▶ What you are asked to do:
Using the Finca El Injerto coffee notes below, answer:
(a) At what altitude was this coffee grown?
(b) What score out of 5 does the flavor scale give for sweetness?
(c) What is the listed retail price of the roasted beans?

▶ Supplied passage:
▬▬▬

Finca El Injerto ~ Natural

Beans: Finca El Injerto  Natural 
Roaster: Namamame Hompo
Roasting Degree: High
Origin/Area: 
  Huehuetenango, Nicaragua
Grade: SHB
Screen: N/A
Defect: N/A
Altitude: 1,580m
Variety: African Gesha 
Process: Natural
※2015 Competition lot

【Flavor scale】
Aroma: 5
Sweetness: 5
Acidity: 3
Bitterness: 3
Richness: 3
※Grade 1 to 5

【Impression】
Light to medium dark, fruity, orange, yellow peach, young banana, dutch cocoa, a touch of cardamon, slightly syrupy, dark maple, medium body, matured, clean, light texture, juicy, lightly creamy at the end, well balanced bitterness and sweetness, mellow tangy-ness, walnuts skin, clean citric acidity, orange, high tone of lemon, lime, brown sugar, cacao nib, cocoa powder, coffee caramel, whole almond butter, dark chocolate, citric light acidity and slight caramel like creamy sweetness as a long lasting aftertaste.    

【Note】
Retail price of this beans is USD26.00 per 100g, roasted.  Amazing, isn't it?  
Making the story sorter, this is the one to try just for "a topic" or your own experience how the coffee can be "vintage" or "premium" like wines.  This is certainly not for every cup not because the price but flavor;yet, still this is entertaining.

▬▬▬

▶ Supplied data:
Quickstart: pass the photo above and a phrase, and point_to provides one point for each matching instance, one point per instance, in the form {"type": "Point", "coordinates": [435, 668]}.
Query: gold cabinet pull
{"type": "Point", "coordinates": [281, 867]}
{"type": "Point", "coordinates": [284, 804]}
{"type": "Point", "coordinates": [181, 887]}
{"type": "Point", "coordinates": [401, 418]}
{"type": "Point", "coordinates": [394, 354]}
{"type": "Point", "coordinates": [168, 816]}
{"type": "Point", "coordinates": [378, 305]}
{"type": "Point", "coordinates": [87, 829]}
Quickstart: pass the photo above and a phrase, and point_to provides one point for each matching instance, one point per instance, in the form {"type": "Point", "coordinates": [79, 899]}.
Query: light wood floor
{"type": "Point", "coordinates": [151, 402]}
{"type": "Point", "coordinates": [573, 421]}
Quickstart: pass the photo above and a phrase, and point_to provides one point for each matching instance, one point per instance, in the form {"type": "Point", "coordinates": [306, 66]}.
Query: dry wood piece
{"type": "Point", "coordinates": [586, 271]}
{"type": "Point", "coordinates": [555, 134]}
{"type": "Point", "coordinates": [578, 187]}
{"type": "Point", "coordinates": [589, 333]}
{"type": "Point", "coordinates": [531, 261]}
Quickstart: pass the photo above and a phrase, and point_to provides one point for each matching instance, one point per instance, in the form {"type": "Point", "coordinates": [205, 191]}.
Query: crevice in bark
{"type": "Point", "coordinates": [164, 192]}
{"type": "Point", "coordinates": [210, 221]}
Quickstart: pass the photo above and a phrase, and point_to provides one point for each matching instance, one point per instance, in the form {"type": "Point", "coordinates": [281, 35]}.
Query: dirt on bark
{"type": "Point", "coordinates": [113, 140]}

▬▬▬

▶ Solution for this exercise:
(a) 1,580m
(b) 5
(c) USD26.00 per 100g